**DATA TO USE**
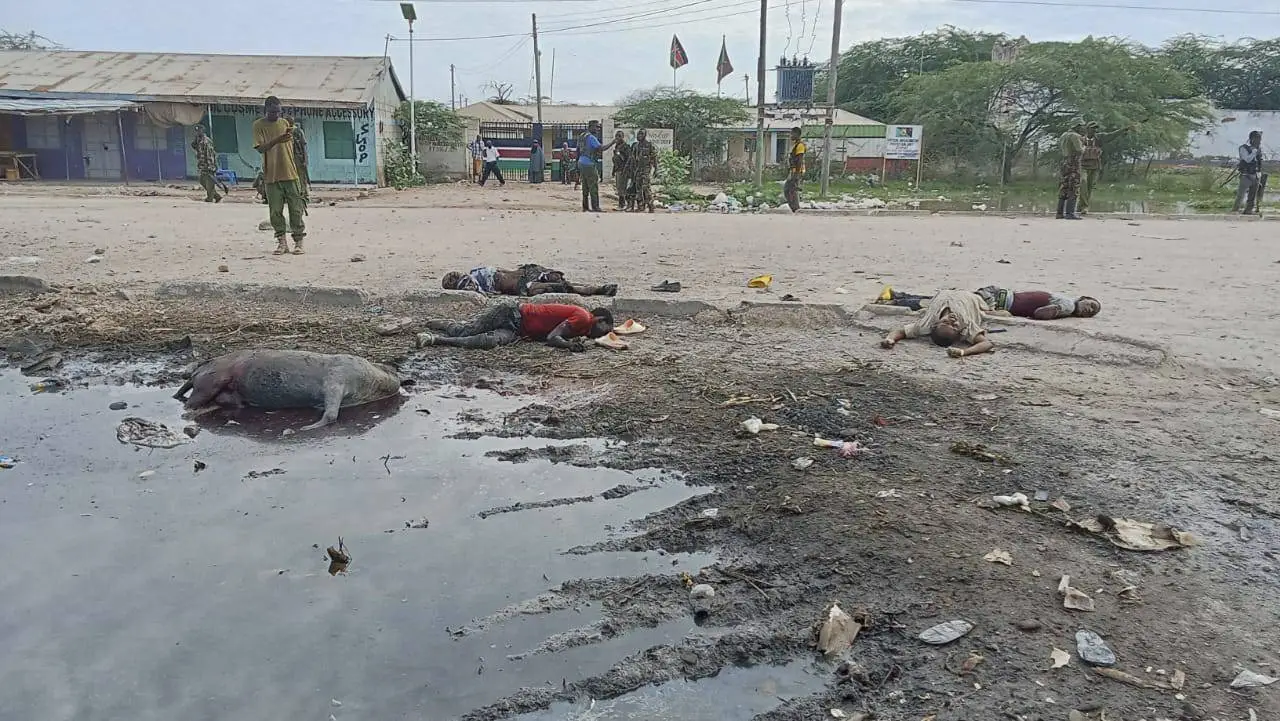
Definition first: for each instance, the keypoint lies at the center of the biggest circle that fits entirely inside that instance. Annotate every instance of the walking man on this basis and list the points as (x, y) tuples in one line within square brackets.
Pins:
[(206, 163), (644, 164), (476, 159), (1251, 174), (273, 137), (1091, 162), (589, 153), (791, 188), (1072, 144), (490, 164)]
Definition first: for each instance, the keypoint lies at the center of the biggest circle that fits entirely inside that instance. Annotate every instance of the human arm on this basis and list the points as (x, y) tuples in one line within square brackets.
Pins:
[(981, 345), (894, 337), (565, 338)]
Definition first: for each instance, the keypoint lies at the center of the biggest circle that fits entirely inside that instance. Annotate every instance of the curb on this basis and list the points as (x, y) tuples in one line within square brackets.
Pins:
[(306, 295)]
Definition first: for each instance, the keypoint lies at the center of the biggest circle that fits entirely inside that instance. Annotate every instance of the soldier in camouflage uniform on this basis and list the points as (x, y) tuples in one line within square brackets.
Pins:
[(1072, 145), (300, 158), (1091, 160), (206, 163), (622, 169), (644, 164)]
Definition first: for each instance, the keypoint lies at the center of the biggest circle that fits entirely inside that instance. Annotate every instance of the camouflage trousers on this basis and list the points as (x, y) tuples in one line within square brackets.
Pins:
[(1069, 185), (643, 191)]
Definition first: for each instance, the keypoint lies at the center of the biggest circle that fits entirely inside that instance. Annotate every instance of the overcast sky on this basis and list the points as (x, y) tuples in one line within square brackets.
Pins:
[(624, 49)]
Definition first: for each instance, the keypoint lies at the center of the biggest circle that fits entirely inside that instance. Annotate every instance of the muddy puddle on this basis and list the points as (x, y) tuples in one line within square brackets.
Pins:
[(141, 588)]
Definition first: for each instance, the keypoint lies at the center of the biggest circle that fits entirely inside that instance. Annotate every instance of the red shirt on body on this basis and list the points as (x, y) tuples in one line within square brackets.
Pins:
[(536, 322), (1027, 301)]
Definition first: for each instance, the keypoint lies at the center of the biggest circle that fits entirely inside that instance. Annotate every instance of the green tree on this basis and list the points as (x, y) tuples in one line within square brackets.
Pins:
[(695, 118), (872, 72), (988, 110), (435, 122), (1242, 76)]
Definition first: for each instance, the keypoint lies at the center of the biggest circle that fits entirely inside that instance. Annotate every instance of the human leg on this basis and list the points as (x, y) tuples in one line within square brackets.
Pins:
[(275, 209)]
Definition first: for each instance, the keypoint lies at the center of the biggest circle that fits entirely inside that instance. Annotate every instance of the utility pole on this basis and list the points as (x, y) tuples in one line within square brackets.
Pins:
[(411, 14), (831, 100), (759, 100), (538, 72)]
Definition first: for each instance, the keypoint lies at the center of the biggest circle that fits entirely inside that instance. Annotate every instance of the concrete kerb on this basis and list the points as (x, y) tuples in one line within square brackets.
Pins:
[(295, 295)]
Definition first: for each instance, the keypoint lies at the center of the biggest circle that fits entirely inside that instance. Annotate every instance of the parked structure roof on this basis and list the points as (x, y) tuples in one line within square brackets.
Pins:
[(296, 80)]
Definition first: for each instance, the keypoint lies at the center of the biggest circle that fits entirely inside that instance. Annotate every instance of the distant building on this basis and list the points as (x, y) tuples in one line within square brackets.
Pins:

**EXERCISE**
Hand back the data above exactly, leaving out all pictures.

**ANSWER TO THIS EXERCISE**
Definition first: for each instance, the keypoint lies at the center of the biggest circle that fits entirely inside that instance. Annotate every instance of the walking man on this basis and list the points as (x, y) tuples in one line within square brackets.
Pins:
[(206, 163), (644, 164), (476, 159), (1251, 174), (273, 137), (1091, 162), (589, 153), (791, 188), (1072, 144), (490, 164)]
Definition first: for each instance, the keypoint lies at the center of the biggest circle that fits entirely inside that instance. Annotate every instance of the human arm on this basis and list the points as (x, y) tuples in one line within square brackets.
Pins:
[(981, 345), (894, 337), (565, 338)]
Definition first: for each instance, the keypoint lies at the center of the biggest circle that fits entirely inside that instance. Annotate every instance of the curb on this basis and list the points as (x, y) tuples in one line within square brackets.
Pins:
[(306, 295)]
Definition first: for each instance, the keypoint lies at the center of the biggest circle that fits entirely inside that instance. Annotate every instance of the soldier in camouflage uniform on this basis and list the points as (x, y) tuples in one line within square brackets.
Pins:
[(1072, 145), (300, 158), (1091, 160), (206, 163), (622, 169), (644, 164)]
Definition first: for each instance, the keypoint lies at the center of the biggest circle that fits entirely inside that instance. Annotate every instance of the camouflage trousers on this basis and list the points as (x, y) tuples in one line within square brackets.
Pins:
[(1069, 185), (643, 191)]
Definition first: for each instance, the keypoint lies at the center of the biggest circle that fits entirely inside that instance. Annotate every instance of the overcast sky on this basis and list the points as (x, y) tuples in one line within square brackets.
Pins:
[(624, 49)]
Definition first: for each instance, the keypoint lies at the center of the biggest circle that fits entirely inside that instance. Annotate every instance of the muddy puddle on this basis and list the points as (x, y) tuples in one line within square brackets.
Pins:
[(141, 588)]
Definition first: for each instance, the keypoint lies at the center of the biggest circle that fits entirely inside that instance. Annotate every instance of the red shirt on body on this basis and list the points as (x, y) tuples in one line within square brackets.
Pins:
[(536, 322), (1027, 301)]
Definition first: for each instance, the keypoint lies at the center of the biggest circle that fits entirely inside that instance. Annotate every instance of the green tree on this basis and list the points as (x, y) tuples in one line within square brackets.
Pins:
[(695, 118), (872, 72), (988, 110), (435, 122), (1242, 76)]
Definition first: for each instance, the keypoint lies at the center of the biggest circle that fits entirely inside that instance. Annotate every instance of the human leg on this basis and list the points as (x, y) tuples in one line within square brackets.
Pins:
[(275, 209)]
Definition first: for each instance, the keypoint lies at the center of the biggest circle that fits entirely inside that instance. Annotate every instance of the utility pole on this basis and list the points as (x, y) tuples in one line within square brackets.
Pins:
[(411, 14), (831, 100), (759, 100), (538, 72)]
Definition first: for each instance, the keypoint lies at the center of the biggest circle that fits entirely inside that instance. Annotate every instance of the concrete kerb on this basis and list the points as (x, y) tuples in one line within square brackets.
Pins:
[(295, 295)]
Definition first: for each instance, the keypoint lies at the center of the biggest circle that fits entirely inside that instance. Annotate every instance of the parked structure roof on this basis and list the points as (x, y) tuples in one line within square brackets.
Pins:
[(296, 80)]
Definition first: for each instance, the keypoint lies at the center of the biggest circle that fits entirely inside that instance. Annotate every instance of the distant building on this basis and list the points as (x, y) tuples in one line within square brackets.
Pins:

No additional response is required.